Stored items
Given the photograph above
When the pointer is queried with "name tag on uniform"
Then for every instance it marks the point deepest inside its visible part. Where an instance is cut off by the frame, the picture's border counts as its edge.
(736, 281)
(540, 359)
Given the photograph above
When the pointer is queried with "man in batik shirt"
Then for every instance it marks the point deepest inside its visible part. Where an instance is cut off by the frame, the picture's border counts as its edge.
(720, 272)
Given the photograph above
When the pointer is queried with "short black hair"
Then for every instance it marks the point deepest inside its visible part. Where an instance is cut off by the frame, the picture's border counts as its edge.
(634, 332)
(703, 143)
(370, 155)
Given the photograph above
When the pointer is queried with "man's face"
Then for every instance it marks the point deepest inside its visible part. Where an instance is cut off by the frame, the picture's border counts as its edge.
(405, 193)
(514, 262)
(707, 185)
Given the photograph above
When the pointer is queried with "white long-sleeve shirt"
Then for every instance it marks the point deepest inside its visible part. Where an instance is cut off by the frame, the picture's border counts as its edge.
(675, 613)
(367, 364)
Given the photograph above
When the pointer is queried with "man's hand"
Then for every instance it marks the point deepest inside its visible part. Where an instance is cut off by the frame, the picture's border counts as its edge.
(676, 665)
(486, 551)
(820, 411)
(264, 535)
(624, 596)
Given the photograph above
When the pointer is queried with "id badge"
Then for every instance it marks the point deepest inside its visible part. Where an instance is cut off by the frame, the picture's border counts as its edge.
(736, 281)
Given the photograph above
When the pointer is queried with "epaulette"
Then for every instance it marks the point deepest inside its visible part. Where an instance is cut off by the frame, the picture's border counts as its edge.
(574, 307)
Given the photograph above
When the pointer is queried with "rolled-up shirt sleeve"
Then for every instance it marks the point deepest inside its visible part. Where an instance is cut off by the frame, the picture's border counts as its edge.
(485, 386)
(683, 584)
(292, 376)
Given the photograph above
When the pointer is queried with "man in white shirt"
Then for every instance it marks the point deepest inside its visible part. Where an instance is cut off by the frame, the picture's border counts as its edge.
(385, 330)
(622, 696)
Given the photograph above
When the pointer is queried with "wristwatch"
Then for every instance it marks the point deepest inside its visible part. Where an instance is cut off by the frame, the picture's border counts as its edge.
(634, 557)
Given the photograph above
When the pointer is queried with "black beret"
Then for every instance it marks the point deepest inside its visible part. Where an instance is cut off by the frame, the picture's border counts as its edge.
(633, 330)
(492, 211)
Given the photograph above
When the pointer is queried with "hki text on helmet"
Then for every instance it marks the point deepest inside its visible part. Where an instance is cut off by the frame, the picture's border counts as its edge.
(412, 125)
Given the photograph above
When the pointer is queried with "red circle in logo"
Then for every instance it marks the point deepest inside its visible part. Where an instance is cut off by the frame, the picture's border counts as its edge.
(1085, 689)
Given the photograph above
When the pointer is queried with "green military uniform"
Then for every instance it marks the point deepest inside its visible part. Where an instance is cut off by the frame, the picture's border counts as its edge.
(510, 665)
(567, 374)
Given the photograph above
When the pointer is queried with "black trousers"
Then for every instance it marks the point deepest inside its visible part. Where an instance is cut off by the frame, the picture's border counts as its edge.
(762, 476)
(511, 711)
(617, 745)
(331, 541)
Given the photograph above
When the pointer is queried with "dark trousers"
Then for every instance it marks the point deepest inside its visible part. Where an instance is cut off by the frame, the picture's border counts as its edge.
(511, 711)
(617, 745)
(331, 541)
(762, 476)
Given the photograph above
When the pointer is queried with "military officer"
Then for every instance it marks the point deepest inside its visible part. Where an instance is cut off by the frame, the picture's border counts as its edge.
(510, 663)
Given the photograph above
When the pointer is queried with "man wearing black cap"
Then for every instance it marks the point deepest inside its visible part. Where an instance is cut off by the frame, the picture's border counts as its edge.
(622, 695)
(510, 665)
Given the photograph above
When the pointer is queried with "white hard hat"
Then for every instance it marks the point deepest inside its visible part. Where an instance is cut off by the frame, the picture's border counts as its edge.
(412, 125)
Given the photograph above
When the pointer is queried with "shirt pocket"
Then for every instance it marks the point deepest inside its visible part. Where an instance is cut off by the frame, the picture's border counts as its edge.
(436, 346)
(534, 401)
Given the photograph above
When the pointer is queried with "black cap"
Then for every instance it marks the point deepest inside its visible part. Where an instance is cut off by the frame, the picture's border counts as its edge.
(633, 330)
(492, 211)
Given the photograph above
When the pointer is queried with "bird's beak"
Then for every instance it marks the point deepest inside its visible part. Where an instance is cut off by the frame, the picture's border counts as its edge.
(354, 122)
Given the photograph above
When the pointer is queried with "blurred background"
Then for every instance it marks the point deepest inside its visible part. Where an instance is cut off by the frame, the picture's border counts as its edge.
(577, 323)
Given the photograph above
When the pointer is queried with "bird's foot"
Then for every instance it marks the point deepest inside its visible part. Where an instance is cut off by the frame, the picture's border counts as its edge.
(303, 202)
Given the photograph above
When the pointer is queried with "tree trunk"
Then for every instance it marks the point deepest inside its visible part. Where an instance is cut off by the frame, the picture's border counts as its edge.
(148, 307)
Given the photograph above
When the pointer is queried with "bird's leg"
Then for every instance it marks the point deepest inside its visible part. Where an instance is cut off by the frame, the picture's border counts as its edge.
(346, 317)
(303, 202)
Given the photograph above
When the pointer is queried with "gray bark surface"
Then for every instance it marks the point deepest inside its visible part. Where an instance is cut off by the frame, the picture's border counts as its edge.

Exercise>
Write down every line of the data exactly as it appears above.

Correct result>
Given the photograph above
When the pointer is queried with "name tag on uniform"
Then for every instance it marks the point deepest inside its visible part. Where an instance is cut off by the frame, the picture's border counts as its edge.
(736, 281)
(540, 359)
Given the photograph above
When the pointer is queried with "man in batik shirt"
Then for every instance it marks the point deepest inside its visible part. Where an instance is cut off by the frame, the picture's border counts as its edge.
(720, 272)
Given the photograph above
When the pointer is queried with "short black hair"
Then for every instance it marks the point deepest inside its visible part. Where an instance is cut off by the frame, the picture's border counts as its edge.
(634, 332)
(703, 143)
(370, 155)
Given the photograph above
When the pointer is queried with "man's face"
Then for every instance it marks the point deepest inside its visible part. Where an instance is cut off by the frame, the picture's border counts as its edge.
(405, 193)
(514, 262)
(707, 185)
Given the photograph above
When the pointer is queried with "white long-sleeve shirt"
Then for every instance it marks the point deepest inside its visible part. Where an instance is cut off by the frame, the picture's border counts as its edge.
(675, 613)
(367, 364)
Given the photograph above
When the pointer is queried with "man's hand"
Then for every instance it marks the point deepest inside its visible part. Where an instance is cut off by the frame, the picture's border counts as its edge.
(676, 665)
(486, 551)
(820, 411)
(264, 535)
(624, 596)
Given the photograph above
When the pointer is queried with "id badge"
Then for every instance it marks the point deepest inside its visible part. Where an instance is cut off by the frame, the picture's border counts as its edge.
(736, 281)
Given the photograph above
When the pointer is queried with "epaulette"
Then for every instance it marks the point deepest inside its visible part. Where an instance is cut off by the frame, the picture's border counts as its edge.
(574, 307)
Given the photograph above
When the pointer is queried with "rolled-up shirt sleeve"
Then for every instance it marks the point deepest inside its visible part. Where an instance is cut off by the frame, the picture's border counts as its edge.
(485, 386)
(683, 584)
(292, 376)
Given the photograph above
When the pointer is queried with "man in white shirt"
Then for every instance it marks the point deepest inside its visible part. Where an instance is cut off by the frame, the picture's border counts as its edge.
(385, 330)
(622, 696)
Given the photograph above
When the pointer is queried with "wristwatch"
Then for every instance it marks the point deepest inside its visible part. Where an instance is cut off by the frame, the picture's border counts as its edge.
(634, 557)
Given the photograph above
When the pointer is queried with "black beret"
Then for every instance it marks the point deepest inside its visible part. Where an instance is cut off by the frame, the picture's border counts as its edge.
(633, 330)
(492, 211)
Given the photograph above
When the pointer is queried with "hki text on helmet"
Then for every instance it marks the point deepest inside its visible part. Where an instance is cut off by the frame, the picture's border counts as its edge.
(412, 125)
Given the photograph above
When the pointer is queried with "red circle in logo"
Then for every instance it marks the point deepest inside its visible part. Where an instance is cut off by the frame, the picture's border counts as its edge.
(1085, 689)
Given the photograph above
When the pointer is queried with "green military uniform"
Then for every instance it marks the point deepest inside its visible part. Where an instance is cut off by the frame, the picture's border counts as its edge.
(510, 665)
(567, 374)
Given the photograph above
When the pointer is queried with "black trousers"
Then for every instance it marks the point deepest inside its visible part. Where an instance is cut off by the frame, the picture's border counts as its edge.
(762, 476)
(511, 711)
(617, 745)
(331, 541)
Given the photograph above
When the pointer is queried with "dark trousers"
Then for every instance it marks the point deepest inside its visible part. Where an instance is cut off by the frame, the picture's border counts as its edge.
(511, 711)
(617, 745)
(331, 541)
(762, 476)
Given the photograph above
When the pointer is queried with "military officer"
Then for every instance it marks the point deepest inside its visible part. Where an instance is cut off by the frame, the picture's border counts as its edge.
(510, 663)
Given the photograph above
When the pointer is queried with "man wearing black cap"
Then for every instance it marks the point deepest inside its visible part. Where an instance is cut off by the frame, the picture's border counts as its edge.
(622, 695)
(510, 665)
Given the photograph above
When the pointer is queried with "white hard hat"
Then for every instance it marks the point deepest inside its visible part. Where an instance is cut off by the frame, the picture's border counts as its edge.
(412, 125)
Given the photograph above
When the pointer is queried with "shirt pocket"
Then for every instance it marks the point deepest inside its visible part. Where an instance is cut off by the frame, the picture's border counts as its edge.
(436, 346)
(534, 401)
Given the photograph above
When the pointer is queried with "black cap"
Then for every instance it marks the point deepest inside its visible part. Where an instance is cut off by the frame, the picture's border counts as its edge.
(633, 330)
(492, 211)
Given the photograph above
When the pointer is queried with "bird's beak"
Then for every instance it marks the point deepest inside its visible part. Where an instance is cut off by the frame, the picture's border counts as its edge.
(354, 122)
Given the photograph above
When the pointer is queried with "blurred background"
Then for every instance it marks the point deepest inside its visible part. Where an instance is cut off by the frame, the picture's border counts as its edge.
(577, 323)
Given the photograph above
When the pointer is queried with "bird's foot"
Then for every instance it marks the point deepest inside its visible part. Where an instance is cut off by the frame, the picture's border counts as its edge.
(303, 202)
Given the photograph above
When the pointer is queried with "tree trunk"
Then for every instance it marks the point deepest inside its visible part. Where an instance is cut off by the frame, the picture's border counts as its edge.
(148, 307)
Given the photograph above
When the pointer is queried with "bird's leg"
Then for every instance it marks the point deepest inside its visible part. Where an instance is cut off by the frame, the picture's border counts as its edge.
(346, 317)
(303, 202)
Given the photograph above
When the pointer is queried with "gray bark surface"
Then for every instance it marks the point deepest inside its visible part. Where an instance is cut off by the frame, the picture's border counts as its edge.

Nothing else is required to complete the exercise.